# Your task:
Express the listing below as a JSON list of strings, one string per line, skipping blank lines and leaving out the pictures.

# Shape annotation listing:
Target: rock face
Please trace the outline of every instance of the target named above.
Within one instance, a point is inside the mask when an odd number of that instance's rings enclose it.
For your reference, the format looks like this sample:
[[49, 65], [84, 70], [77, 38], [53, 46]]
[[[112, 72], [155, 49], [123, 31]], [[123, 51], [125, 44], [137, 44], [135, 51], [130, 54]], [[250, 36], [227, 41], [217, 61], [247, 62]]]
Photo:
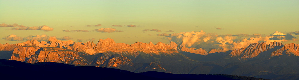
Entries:
[[198, 49], [195, 48], [186, 48], [185, 44], [181, 43], [180, 43], [179, 46], [178, 46], [177, 49], [202, 55], [207, 55], [208, 54], [205, 50], [201, 48]]
[[30, 63], [52, 62], [77, 66], [88, 66], [86, 54], [57, 47], [22, 46], [16, 48], [10, 60]]
[[298, 44], [294, 43], [284, 45], [277, 42], [271, 42], [269, 45], [263, 42], [253, 43], [247, 47], [232, 50], [230, 55], [231, 57], [237, 57], [242, 60], [257, 57], [266, 51], [270, 52], [271, 54], [264, 56], [273, 57], [283, 54], [299, 56], [298, 46]]
[[83, 43], [76, 43], [71, 40], [61, 41], [51, 37], [47, 42], [39, 42], [36, 40], [32, 40], [17, 44], [16, 45], [22, 46], [31, 45], [41, 47], [57, 47], [84, 52], [90, 55], [102, 53], [108, 51], [116, 52], [129, 51], [132, 54], [138, 51], [156, 54], [161, 53], [172, 54], [179, 53], [176, 51], [177, 44], [172, 42], [168, 44], [164, 44], [161, 42], [155, 45], [153, 44], [152, 42], [150, 42], [149, 43], [137, 42], [132, 45], [128, 45], [123, 43], [116, 43], [113, 40], [110, 38], [105, 40], [100, 39], [97, 44], [90, 42]]
[[121, 67], [124, 66], [131, 66], [133, 65], [133, 63], [132, 59], [116, 54], [112, 55], [107, 59], [100, 67], [119, 69]]

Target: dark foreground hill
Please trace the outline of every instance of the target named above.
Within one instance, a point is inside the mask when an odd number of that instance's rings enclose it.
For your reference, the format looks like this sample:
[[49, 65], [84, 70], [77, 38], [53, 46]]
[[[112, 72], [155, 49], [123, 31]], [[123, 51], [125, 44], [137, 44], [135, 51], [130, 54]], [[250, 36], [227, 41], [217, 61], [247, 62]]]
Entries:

# Problem solution:
[
  "Target: rock face",
  "Please trace the outline of every instance of the target named above.",
  "Within one instance, a point is inside the mask when an odd number of that instance's rings enclose it.",
  "For your reference, the format looks like this sample:",
  "[[49, 65], [84, 70], [77, 38], [53, 46]]",
  "[[[112, 72], [155, 49], [123, 31]], [[123, 51], [125, 44], [137, 44], [135, 51], [130, 54]], [[250, 36], [227, 41], [217, 61], [247, 62]]]",
  "Photo:",
  "Entries:",
  "[[198, 49], [195, 48], [186, 48], [185, 44], [181, 43], [180, 43], [179, 46], [178, 46], [177, 49], [202, 55], [207, 55], [208, 54], [205, 50], [201, 48]]",
  "[[30, 63], [52, 62], [77, 66], [88, 66], [86, 54], [57, 47], [22, 46], [16, 48], [10, 60]]",
  "[[298, 44], [294, 43], [284, 45], [277, 42], [271, 42], [269, 45], [263, 42], [253, 43], [247, 47], [232, 50], [230, 55], [231, 57], [237, 57], [242, 60], [257, 57], [266, 51], [270, 52], [271, 54], [264, 56], [273, 57], [283, 54], [299, 56], [298, 46]]",
  "[[83, 43], [76, 43], [71, 40], [61, 41], [51, 37], [47, 42], [39, 42], [36, 40], [32, 40], [17, 44], [16, 45], [22, 46], [31, 45], [41, 47], [57, 47], [84, 52], [90, 55], [102, 53], [108, 51], [116, 52], [129, 51], [132, 54], [138, 51], [156, 54], [161, 53], [172, 54], [179, 53], [176, 51], [177, 44], [172, 42], [168, 44], [164, 44], [161, 42], [155, 45], [153, 44], [152, 42], [150, 42], [149, 43], [137, 42], [132, 45], [128, 45], [123, 43], [116, 43], [113, 40], [110, 38], [105, 40], [100, 39], [97, 44], [90, 42]]",
  "[[121, 67], [124, 66], [131, 66], [133, 65], [133, 63], [132, 59], [116, 54], [112, 55], [107, 59], [100, 67], [119, 69]]",
  "Target: dark foreground hill",
  "Please trace the outline of every instance of the target named above.",
  "Within one instance, a point is inside the mask when an odd number of that instance's rings enclose it.",
  "For your reference, the format looks like this sample:",
  "[[49, 65], [84, 70], [77, 38], [53, 46]]",
  "[[[112, 72], [155, 49], [123, 31]], [[123, 51], [125, 44], [137, 44], [135, 51], [130, 54]], [[250, 36], [227, 41], [217, 61], [247, 62]]]",
  "Entries:"
]